# Passage to read
Morning, Mom.... 'Night, Mother


My mom is something known as a sundowner.  In the mornings she's energetic and chatty.  Her eyes are bright and she's quick to smile.

Along about lunchtime, however, she begins a slow fade.  Sometimes it starts later than other times, but by 5pm, she's not the same person.  Her eyes are dull.  Her mouth is frowning (just relaxed, not actively frowning), and sometimes we sit there and say nothing because she can't hold up her end of the conversation.  If I try to converse, she gets frustrated because she can't do it back.  So we sit quietly.  I make sure she eats something for dinner.  Sometimes I wipe her face off.  I change her diaper, put on her pjs and make sure she's comfy in the bed.  The TV is on with the volume low and I turn off all the other lights.  I kiss her forehead and tell her I love her and go home.

She's not as bad as some.  Some sundowners get agitated or violent.  Some go walk-about (why most facilities keep the doors locked - so the patients can't leave).  Her sundowning is very mild compared to those, but it's still a drastic change from who she is in the mornings.

Tonight I sat with her, holding her hand.  It had been a long day of physical labor, one I was hesitant to share with her because I was rearranging her former home to make it manageable for my father.  So I just sat quietly.  Her eyes were closed and I thought she was drifting off to sleep, but then she spoke.  "You're very patient."

# Work to complete
1: Decide whether each statement below agrees with the text about sundowning. For each, answer yes or no and quote the words of the text that decide it.
(a) By 5pm the mother is no longer her usual self.
(b) The mother becomes agitated or violent in the evenings.
(c) The television is switched off before the writer goes home.
2: Write the next part of the text about sundowning, picking up after its final sentence.

Stored data entries
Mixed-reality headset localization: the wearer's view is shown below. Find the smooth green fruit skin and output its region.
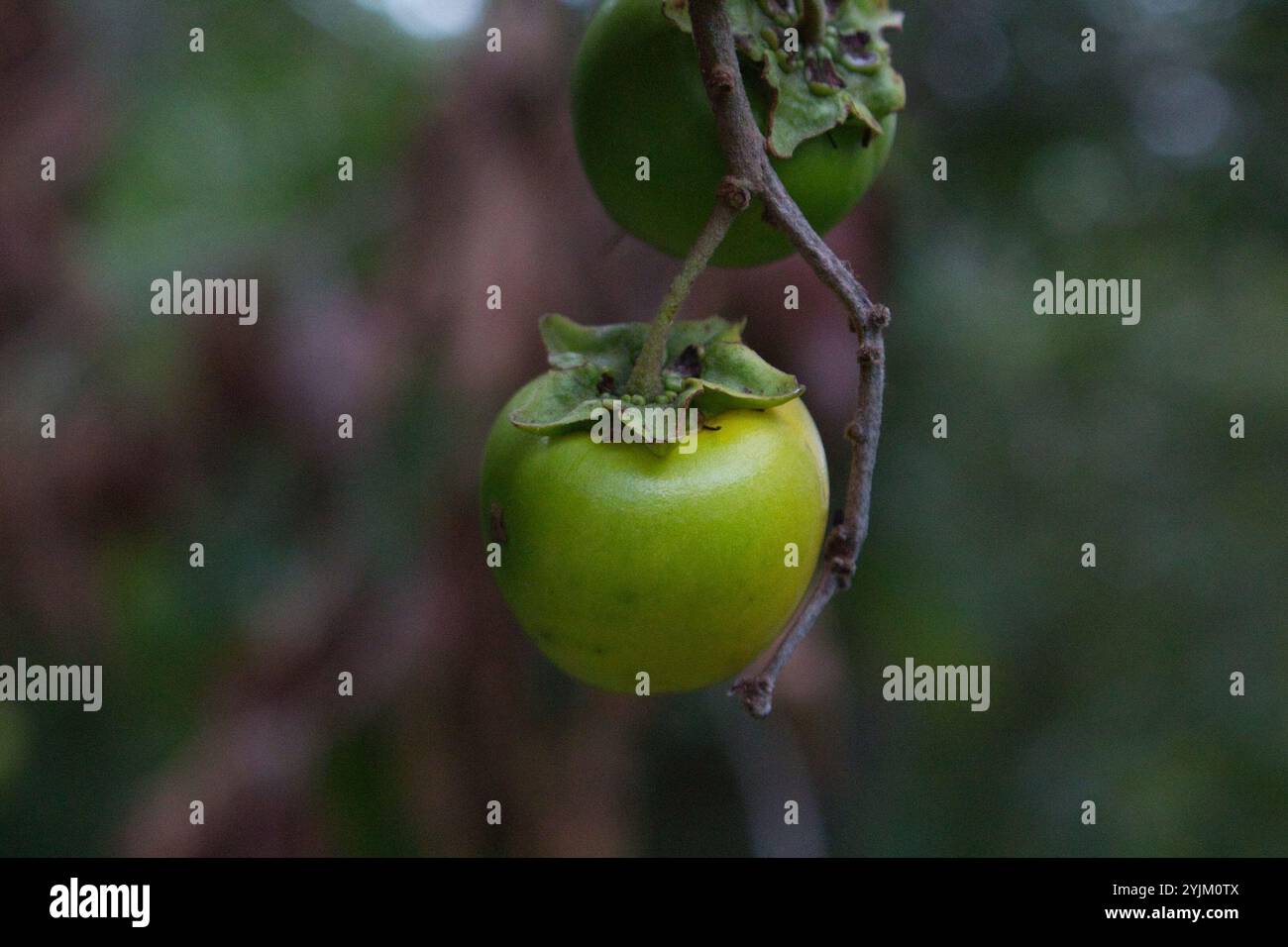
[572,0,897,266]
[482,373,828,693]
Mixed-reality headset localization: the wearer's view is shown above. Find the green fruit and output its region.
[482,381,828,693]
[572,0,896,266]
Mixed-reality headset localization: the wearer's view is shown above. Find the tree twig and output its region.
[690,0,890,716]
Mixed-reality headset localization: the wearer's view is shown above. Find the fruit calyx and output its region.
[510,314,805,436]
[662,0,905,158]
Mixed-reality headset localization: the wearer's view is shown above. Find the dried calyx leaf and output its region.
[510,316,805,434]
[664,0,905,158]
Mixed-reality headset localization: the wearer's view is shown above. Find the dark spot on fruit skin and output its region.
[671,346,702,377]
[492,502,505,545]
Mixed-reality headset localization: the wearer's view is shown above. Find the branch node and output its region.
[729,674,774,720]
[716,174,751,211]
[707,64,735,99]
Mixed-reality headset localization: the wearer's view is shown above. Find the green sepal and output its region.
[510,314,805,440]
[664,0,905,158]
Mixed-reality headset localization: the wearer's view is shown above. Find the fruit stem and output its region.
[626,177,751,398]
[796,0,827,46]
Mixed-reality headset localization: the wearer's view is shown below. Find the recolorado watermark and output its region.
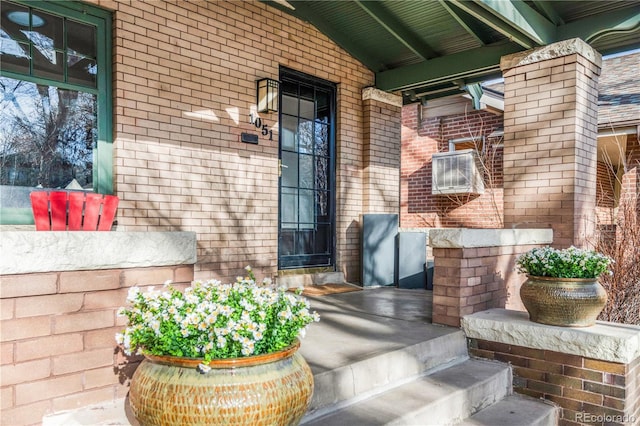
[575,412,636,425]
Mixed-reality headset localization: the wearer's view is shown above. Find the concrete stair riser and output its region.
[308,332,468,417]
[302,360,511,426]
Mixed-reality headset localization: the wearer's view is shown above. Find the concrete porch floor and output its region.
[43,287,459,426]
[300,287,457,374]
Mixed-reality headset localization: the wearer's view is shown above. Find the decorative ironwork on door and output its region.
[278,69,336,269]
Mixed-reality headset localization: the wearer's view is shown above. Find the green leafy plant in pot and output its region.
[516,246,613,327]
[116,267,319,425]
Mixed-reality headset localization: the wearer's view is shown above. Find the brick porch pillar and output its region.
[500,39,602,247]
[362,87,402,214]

# Answers for this exercise
1:
(a) Yes: "by 5pm, she's not the same person."
(b) No: "Her sundowning is very mild compared to those"
(c) No: "The TV is on with the volume low"

2:
I wasn't always.  My ex-husband said I could go from zero to sixty faster than a race car.  Patience is a relatively recent thing for me.  I think it was when I was dealing with my in-laws that I began to learn patience.  My father-in-law was an alcoholic and not a very nice one - I didn't have a lot of patience with him, but my mother-in-law was the sweetest person you could ever meet.  She developed Alzheimer's and it took a long time to take her.  It didn't take long for her to not know who people were, though she always remembered me.  Everyone else kept asking her "don't you remember?" or "remember when..." and of course she didn't.  She would get frustrated with them and they got frustrated with her because they expected her to still be her.  And she wasn't.  Maybe it was because I hadn't known her all my life, but I had no expectations of her.  She was just who she was and I related to her that way.  We were always happy to see each other, but if I didn't turn up for a while, it didn't matter.  Time worked differently for her, and she was happy whenever I could be there.

I think of my mother-in-law as a gift.  She taught me patience.  And she taught me now to relate to someone who's brain function wasn't what it used to be.  She taught me how to be a good daughter to my mother now.  So I don't rush.  And I don't expect.  The Morning Mom and the Night Mother are still my mom and I love them both.